** Opening Text section block **

Inexhaustible heaven and earth,
The light beyond light.
The willow dark, the flower bright.
Ten thousand houses.
Knock at any door,
There is one who will respond.
Ummon asked, “What is your own light?” What is this light beyond light? Everyone has this light, within the eyes, not apart from them. Boundless wind and moon; inexhaustible heaven and earth. Within the 10,000 things — willow dark, flower bright — within the 10,000 houses. Knock on any door. There is one who responds, there is one who is ready, who has realized the Eye within the eyes. Who is it? You are here to experience it; for the sake of all beings, you must awaken to That One shining alone — who is none other than you, your true self, responding.
The story goes that Ummon kept asking his students, “What is your own light?” And no one could respond. So finally, twenty years later, he answered for them. “The halls and the gate.” Just this. Just what is in front of you, right here, what surrounds you. Nansen put it, “Ordinary mind is the Way.” Nothing special, no gilding, no embroidery, no flowery metaphors, just, “The halls and the gate.” Halls! Gate! Wondrous!
The light is shining everywhere, if we have eyes to see. Look! Each of you now, in your own room, your halls, your gate. The gate is right here, as we look into each other’s eyes. We are given refuge by nothing but this. The Threefold Refuge. And the gate is always wide open. It is the gate to “The One and Only,” as Vimalakirti put it. “The boundless wind and moon lie within the eyes,” as Engo said.
And then Ummon told the assembly, “Blessing things is never better than nothing.” Whatever lofty praises we come up with, however fervent our homage, it is just like adding legs to a snake – superfluous. Something, no matter how wonderful, can never be better than nothing. Here is Setcho’s Verse to case 86:
It illuminates itself,
Absolutely bright.
He gives a clue to the secret.
Flowers have fallen, trees cast no shadows.
How can you not see, if you look?
Seeing is non-seeing, non-seeing is seeing.
Facing backward on the ox,
You ride into the Buddha hall.
“It illuminates itself, absolutely bright.” This light is self-fulfilling, shining throughout the entire cosmos, light shining on light: the boundless activity of a Bodhisattva. You are permeated by it through and through, but you must experience this. “He gives a clue to the secret.” Ummon said, “The halls and the gate.” This; this; without exception, the secret is shining.
“Flowers have fallen, trees cast no shadows.” Nothing obscures this absolute brightness. All is revealed as it is now. But if you try to see it, you are lost in the darkness of ignorance. When you simply look without trying — zazen. Not seeking for something outside that you think you lack, just seeing.
Become a seeing eye. A seeing-eye dog for the blind — this is true compassion. This is your Vow in action.
“Seeing is non-seeing, non-seeing is seeing.” The usual way of seeing is scrutinizing, searching for what will be of benefit, looking around outside yourself for some useful thing, someone else’s experience, and this thrusts you right back into blindness. But when you enter into Mu, into the pure non-discriminating gaze, then non-seeing is seeing. Then indeed, “seeing is believing” — with Faith in Mind, as the Third Ancestor, Sosan, called his poem.
“Facing backwards on the ox, you ride into the Buddha hall.” You give up the usual dependence on what makes logical sense, on quantifiable space and time, abandoning formulae, maps, and strategies. In Mu there is no knowing front from back. You surrender to the ox — this Dharma, incomparably profound and minutely subtle.
Then what? Wherever you go, you are riding into the Buddha hall, supported by everything, completely at home. At home in your sitting, at home in your listening, trusting in your own light. With nothing to figure out, no hindrance in the mind, no hindrance therefore no fear, you are guided by the lamp of your own light. Have the courage to be alone, in this all One, interconnected moment.

** Closing Text section block **

### Things to do
1. In the Zen talk, what answer did Ummon finally give for his students twenty years later?
2. Print the part of the Zen talk starting at "The willow dark, the" and ending at "true self, responding.".
The records aren't needed.

** Opening Stored data block **

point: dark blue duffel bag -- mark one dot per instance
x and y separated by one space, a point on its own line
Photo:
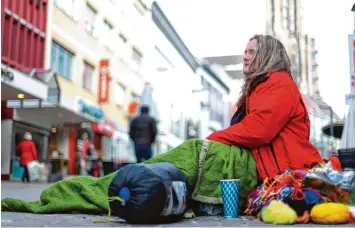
151 193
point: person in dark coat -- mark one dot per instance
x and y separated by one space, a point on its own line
28 153
143 132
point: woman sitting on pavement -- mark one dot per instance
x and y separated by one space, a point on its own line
271 120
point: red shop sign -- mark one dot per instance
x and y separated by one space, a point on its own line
104 81
104 128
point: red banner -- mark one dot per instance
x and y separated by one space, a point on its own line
104 81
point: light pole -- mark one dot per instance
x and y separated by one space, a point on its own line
353 9
331 122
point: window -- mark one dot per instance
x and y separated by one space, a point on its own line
119 94
123 38
88 76
140 7
137 56
61 60
90 17
286 14
135 97
175 121
108 26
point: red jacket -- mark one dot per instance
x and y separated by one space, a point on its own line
28 152
276 128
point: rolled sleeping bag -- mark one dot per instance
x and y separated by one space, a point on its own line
152 193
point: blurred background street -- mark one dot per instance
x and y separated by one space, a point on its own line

** Closing Stored data block **

### Solutions per task
1. "The halls and the gate."

2.
The willow dark, the flower bright.
Ten thousand houses.
Knock at any door,
There is one who will respond.
Ummon asked, “What is your own light?” What is this light beyond light? Everyone has this light, within the eyes, not apart from them. Boundless wind and moon; inexhaustible heaven and earth. Within the 10,000 things — willow dark, flower bright — within the 10,000 houses. Knock on any door. There is one who responds, there is one who is ready, who has realized the Eye within the eyes. Who is it? You are here to experience it; for the sake of all beings, you must awaken to That One shining alone — who is none other than you, your true self, responding.